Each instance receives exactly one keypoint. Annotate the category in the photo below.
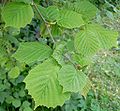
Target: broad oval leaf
(87, 9)
(93, 38)
(43, 85)
(71, 79)
(17, 14)
(30, 52)
(70, 19)
(50, 13)
(14, 72)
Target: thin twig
(46, 23)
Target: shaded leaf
(71, 79)
(30, 52)
(17, 14)
(14, 72)
(70, 19)
(43, 85)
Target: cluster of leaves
(58, 44)
(105, 74)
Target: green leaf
(70, 19)
(71, 79)
(27, 109)
(16, 103)
(87, 9)
(93, 38)
(14, 72)
(17, 14)
(43, 85)
(50, 13)
(25, 1)
(82, 60)
(86, 88)
(59, 52)
(30, 52)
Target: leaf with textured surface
(43, 85)
(93, 38)
(71, 79)
(14, 72)
(50, 13)
(87, 9)
(30, 52)
(70, 19)
(17, 14)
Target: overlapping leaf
(87, 9)
(93, 38)
(71, 79)
(70, 19)
(50, 13)
(17, 14)
(30, 52)
(43, 86)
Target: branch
(36, 8)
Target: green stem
(46, 23)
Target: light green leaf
(30, 52)
(43, 85)
(25, 1)
(82, 60)
(87, 9)
(14, 72)
(71, 79)
(86, 88)
(70, 19)
(17, 14)
(16, 103)
(59, 52)
(50, 13)
(93, 38)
========
• Brief:
Please repeat all of the data exactly, excluding images.

• Task output:
Each instance receives exactly one keypoint. Annotate the category in the photo below.
Target: broad oval leaf
(87, 9)
(93, 38)
(43, 85)
(71, 79)
(17, 14)
(30, 52)
(70, 19)
(50, 13)
(14, 72)
Target: thin twig
(46, 23)
Target: shaded leaf
(71, 79)
(30, 52)
(17, 14)
(14, 72)
(70, 19)
(43, 85)
Target: cluster of leaves
(58, 44)
(105, 74)
Target: green leaf
(70, 19)
(71, 79)
(27, 109)
(16, 103)
(87, 9)
(93, 38)
(14, 72)
(17, 14)
(43, 85)
(50, 13)
(25, 1)
(82, 60)
(86, 88)
(59, 52)
(30, 52)
Target: leaf with textured surface
(43, 85)
(93, 38)
(71, 79)
(14, 72)
(50, 13)
(87, 9)
(30, 52)
(70, 19)
(17, 14)
Target: overlapping leaf
(87, 9)
(93, 38)
(71, 79)
(70, 19)
(50, 13)
(17, 14)
(30, 52)
(43, 86)
Target: branch
(36, 8)
Target: green stem
(46, 23)
Target: light green leaf
(30, 52)
(43, 85)
(25, 1)
(82, 60)
(87, 9)
(14, 72)
(71, 79)
(86, 88)
(70, 19)
(17, 14)
(16, 103)
(59, 52)
(50, 13)
(93, 38)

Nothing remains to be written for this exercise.